=== Work to complete ===
The lines to be copied are those below that contain "window".

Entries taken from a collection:

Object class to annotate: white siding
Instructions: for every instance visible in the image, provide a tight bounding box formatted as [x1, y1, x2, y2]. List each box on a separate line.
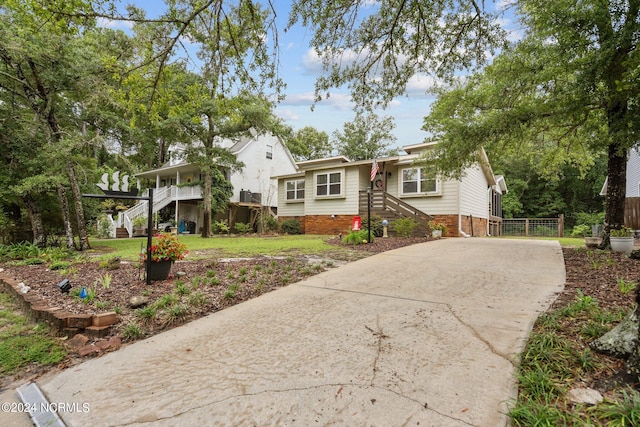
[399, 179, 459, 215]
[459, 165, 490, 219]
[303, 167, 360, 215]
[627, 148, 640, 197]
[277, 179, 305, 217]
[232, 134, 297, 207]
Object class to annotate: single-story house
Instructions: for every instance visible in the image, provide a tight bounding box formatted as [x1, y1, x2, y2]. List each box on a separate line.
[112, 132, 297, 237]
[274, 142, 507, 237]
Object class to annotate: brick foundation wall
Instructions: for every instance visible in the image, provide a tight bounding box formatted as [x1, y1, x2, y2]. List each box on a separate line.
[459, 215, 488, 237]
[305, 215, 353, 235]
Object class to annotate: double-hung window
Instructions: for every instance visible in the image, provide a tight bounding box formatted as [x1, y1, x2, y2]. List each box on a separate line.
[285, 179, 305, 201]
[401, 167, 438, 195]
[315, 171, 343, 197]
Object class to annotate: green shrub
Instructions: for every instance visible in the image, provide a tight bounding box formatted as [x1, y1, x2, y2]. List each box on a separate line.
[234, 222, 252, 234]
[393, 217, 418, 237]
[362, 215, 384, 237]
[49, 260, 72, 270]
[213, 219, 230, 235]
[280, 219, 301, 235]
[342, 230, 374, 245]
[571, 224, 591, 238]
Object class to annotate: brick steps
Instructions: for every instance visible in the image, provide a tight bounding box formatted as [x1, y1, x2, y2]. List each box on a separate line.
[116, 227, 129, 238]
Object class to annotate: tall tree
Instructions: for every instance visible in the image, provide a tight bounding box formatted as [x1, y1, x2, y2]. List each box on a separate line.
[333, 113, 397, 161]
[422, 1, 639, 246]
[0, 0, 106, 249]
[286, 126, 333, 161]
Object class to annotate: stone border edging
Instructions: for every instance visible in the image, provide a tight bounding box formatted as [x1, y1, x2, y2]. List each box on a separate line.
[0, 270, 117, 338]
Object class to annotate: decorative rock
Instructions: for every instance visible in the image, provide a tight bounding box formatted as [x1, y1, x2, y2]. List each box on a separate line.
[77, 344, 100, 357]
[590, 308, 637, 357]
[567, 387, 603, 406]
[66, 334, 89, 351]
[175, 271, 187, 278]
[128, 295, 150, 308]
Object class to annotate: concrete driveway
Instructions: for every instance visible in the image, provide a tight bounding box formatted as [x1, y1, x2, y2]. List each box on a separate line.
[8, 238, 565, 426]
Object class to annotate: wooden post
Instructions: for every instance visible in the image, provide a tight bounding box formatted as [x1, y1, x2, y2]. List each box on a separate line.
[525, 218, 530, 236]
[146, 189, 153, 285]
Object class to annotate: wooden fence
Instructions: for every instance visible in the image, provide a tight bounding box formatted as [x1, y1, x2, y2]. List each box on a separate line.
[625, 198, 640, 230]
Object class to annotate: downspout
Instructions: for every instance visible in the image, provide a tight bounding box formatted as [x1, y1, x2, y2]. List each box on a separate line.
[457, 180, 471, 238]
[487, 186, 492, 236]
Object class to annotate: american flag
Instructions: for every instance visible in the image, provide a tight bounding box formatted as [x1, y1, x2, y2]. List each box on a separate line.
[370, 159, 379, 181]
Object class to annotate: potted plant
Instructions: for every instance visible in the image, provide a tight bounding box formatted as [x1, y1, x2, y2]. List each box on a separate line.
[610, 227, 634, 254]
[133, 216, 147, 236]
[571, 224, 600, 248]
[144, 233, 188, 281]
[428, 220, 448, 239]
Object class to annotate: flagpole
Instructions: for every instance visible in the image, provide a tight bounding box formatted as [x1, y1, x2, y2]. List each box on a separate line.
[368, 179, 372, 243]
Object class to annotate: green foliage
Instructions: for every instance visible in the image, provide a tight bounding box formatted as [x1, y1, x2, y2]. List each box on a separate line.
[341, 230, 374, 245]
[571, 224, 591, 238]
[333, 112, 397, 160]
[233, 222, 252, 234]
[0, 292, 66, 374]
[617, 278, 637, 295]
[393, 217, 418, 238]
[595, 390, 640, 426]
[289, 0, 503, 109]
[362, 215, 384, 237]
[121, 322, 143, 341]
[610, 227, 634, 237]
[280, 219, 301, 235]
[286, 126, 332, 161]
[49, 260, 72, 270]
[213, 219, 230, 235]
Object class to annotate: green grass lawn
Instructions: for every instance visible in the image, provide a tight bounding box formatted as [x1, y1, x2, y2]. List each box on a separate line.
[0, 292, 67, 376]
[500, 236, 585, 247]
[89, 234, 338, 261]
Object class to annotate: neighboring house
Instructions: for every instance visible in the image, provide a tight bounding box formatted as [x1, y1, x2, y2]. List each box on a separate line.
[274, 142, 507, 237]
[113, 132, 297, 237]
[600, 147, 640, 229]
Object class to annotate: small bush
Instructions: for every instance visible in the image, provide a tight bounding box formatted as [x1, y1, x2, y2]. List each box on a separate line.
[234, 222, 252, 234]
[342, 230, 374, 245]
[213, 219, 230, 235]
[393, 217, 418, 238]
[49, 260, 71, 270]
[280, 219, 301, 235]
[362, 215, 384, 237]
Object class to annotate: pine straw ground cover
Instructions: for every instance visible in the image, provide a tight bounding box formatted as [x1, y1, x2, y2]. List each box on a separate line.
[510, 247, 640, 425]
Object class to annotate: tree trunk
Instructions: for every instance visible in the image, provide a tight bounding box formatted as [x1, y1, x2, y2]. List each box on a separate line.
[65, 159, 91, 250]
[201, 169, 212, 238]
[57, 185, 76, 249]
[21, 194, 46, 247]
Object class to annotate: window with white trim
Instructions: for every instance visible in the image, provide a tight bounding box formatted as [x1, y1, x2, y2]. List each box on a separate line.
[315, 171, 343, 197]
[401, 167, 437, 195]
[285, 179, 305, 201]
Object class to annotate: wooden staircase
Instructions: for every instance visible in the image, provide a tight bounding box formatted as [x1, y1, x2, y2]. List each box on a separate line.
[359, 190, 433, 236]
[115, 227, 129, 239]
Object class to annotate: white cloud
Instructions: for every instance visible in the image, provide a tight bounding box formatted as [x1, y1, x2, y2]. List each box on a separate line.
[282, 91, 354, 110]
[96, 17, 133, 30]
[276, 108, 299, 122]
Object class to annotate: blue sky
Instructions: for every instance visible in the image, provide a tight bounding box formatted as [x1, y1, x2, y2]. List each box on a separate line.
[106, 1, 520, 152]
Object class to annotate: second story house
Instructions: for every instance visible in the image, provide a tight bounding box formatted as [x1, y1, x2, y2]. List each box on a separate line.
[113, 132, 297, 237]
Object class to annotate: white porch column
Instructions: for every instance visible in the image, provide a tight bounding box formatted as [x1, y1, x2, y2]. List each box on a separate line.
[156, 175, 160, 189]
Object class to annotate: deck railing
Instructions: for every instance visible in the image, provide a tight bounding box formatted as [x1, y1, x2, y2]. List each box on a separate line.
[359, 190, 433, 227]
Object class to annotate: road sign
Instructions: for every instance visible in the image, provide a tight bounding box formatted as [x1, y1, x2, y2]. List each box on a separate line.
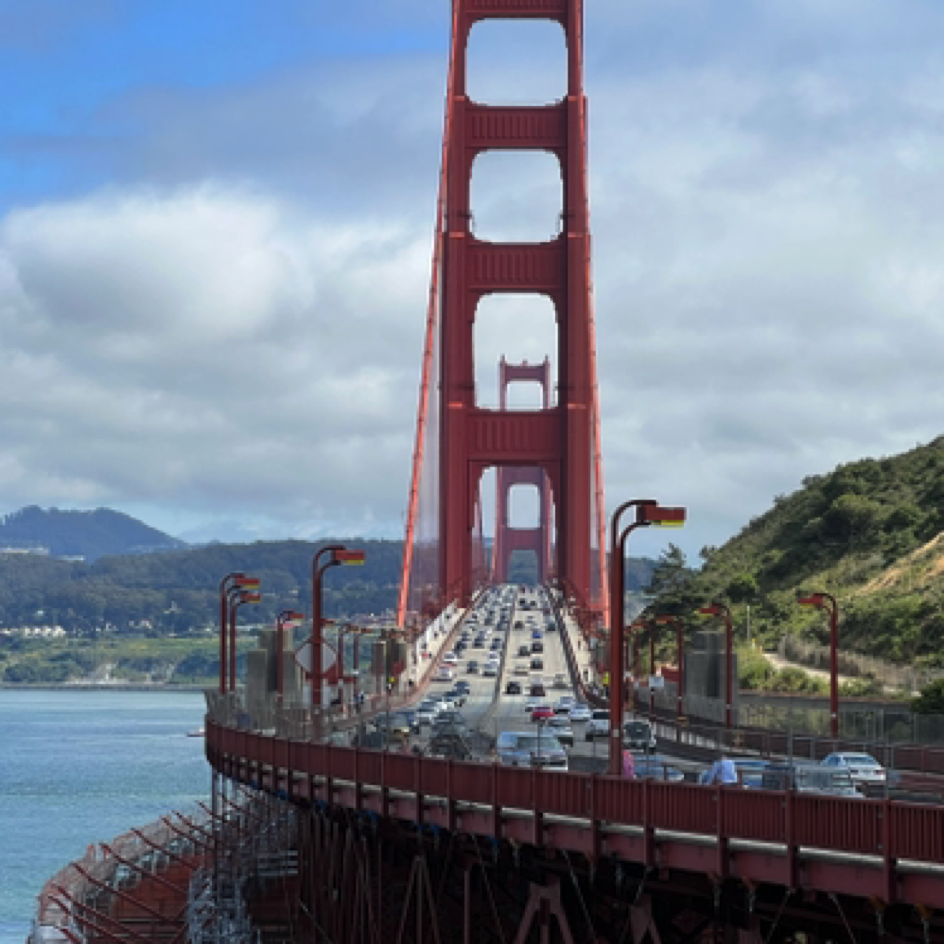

=== Written reply ===
Object class to annotate: double-hung window
Object class to annotate: window with white trim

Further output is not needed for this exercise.